Written problem: Print the records below word for word, keeping every line and its punctuation unchanged.

>> BEGIN Information supplied

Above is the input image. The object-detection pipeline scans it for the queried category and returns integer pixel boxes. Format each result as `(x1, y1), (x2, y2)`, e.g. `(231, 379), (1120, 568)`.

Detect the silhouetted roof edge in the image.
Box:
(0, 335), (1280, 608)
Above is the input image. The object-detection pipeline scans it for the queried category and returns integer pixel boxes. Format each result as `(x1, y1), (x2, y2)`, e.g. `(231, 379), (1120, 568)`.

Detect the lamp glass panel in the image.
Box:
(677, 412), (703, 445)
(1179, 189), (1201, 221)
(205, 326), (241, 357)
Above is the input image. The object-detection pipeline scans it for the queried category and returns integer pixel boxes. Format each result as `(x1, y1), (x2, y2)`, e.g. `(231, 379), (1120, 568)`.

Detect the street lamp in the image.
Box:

>> END Information supplied

Reply to the exercise:
Above is the input image. The object-detection pipeline scans it for the queried category and returns integer pixel boxes. Format each result as `(x1, y1), (x2, y2)`, e.g. `(231, 379), (1120, 568)`.

Detect the silhouetted roof edge in the image.
Box:
(0, 335), (1280, 608)
Above is the input image. The object-detection pipeline scans it for the queried category and returns integer pixel boxes. Format each result as `(x1, y1), (x2, y2)`, e.g. `(231, 379), (1120, 568)`.

Detect the lamp glass panel in the image.
Box:
(677, 412), (703, 445)
(1179, 189), (1201, 221)
(205, 326), (241, 357)
Above is the input image. The object-detection pipeline scans it for the queried category and returns integer pixel boxes. Format each result as `(x1, y1), (x2, y2)`, e.g. `(231, 379), (1120, 568)`.

Detect the street lamp in the image.
Box:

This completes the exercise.